● **Task data**:

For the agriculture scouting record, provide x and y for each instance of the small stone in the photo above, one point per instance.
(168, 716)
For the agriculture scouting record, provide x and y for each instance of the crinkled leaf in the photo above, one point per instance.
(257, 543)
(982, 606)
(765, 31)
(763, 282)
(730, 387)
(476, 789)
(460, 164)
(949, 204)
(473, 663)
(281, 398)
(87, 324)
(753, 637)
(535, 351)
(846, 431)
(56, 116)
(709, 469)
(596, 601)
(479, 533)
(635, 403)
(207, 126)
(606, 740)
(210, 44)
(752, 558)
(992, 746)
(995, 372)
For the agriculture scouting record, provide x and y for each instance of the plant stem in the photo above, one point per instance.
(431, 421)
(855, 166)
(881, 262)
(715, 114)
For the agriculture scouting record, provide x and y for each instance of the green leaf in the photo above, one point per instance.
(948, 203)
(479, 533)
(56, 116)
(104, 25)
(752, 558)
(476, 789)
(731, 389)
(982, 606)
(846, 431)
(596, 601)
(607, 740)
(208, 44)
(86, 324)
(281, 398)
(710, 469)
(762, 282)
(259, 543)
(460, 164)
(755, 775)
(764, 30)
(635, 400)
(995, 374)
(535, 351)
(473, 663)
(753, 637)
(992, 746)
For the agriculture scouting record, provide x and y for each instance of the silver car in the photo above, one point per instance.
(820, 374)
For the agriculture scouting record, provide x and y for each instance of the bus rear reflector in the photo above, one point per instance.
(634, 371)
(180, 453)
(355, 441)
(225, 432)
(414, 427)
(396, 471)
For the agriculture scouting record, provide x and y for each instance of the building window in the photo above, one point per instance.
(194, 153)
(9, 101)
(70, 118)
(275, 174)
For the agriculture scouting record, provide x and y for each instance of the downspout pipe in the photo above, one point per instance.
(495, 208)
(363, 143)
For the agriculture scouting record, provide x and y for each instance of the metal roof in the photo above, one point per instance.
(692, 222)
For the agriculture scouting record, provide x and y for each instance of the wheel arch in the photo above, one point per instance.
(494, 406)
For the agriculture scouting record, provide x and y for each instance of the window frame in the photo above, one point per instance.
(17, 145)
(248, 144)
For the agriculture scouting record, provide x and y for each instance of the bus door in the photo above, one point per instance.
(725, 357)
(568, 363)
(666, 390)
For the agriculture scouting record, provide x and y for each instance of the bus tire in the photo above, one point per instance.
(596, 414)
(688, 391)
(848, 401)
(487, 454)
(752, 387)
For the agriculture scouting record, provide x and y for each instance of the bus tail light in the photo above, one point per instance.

● **Exercise objective**: Print exactly the lines from the one with "of the building" through the end of the data, inclusive.

● **Solution**:
For the agriculture scouting record, provide x and y for each instance of the building window in the photo above, one point per instance.
(194, 153)
(9, 101)
(70, 118)
(275, 174)
For the agriculture scouting record, provide x and y for each instance of the downspout pipe in the photo above, one point per instance.
(495, 208)
(363, 143)
For the agriculture scouting record, provide x and y for each instance of the metal roof in the photo above, one point per instance.
(692, 222)
For the agriculture scouting record, provide x and y for each instance of the wheel arch in the photo above, one point per instance.
(494, 406)
For the agriculture scouting record, provide x and y for each instance of the window frame in the photo above, one point per instance.
(17, 145)
(248, 144)
For the agriculture scouting record, provide x and y for each instance of the bus door in the photo above, one point per instance.
(725, 357)
(568, 363)
(666, 390)
For the agriculture scouting record, provide x and y for each instance of the bus tire in the photo above, one point per instance.
(596, 414)
(688, 391)
(848, 401)
(487, 454)
(752, 387)
For the agriculture scouting record, provide x and y for each instance of the bus tail light in the photo above, one point per instance.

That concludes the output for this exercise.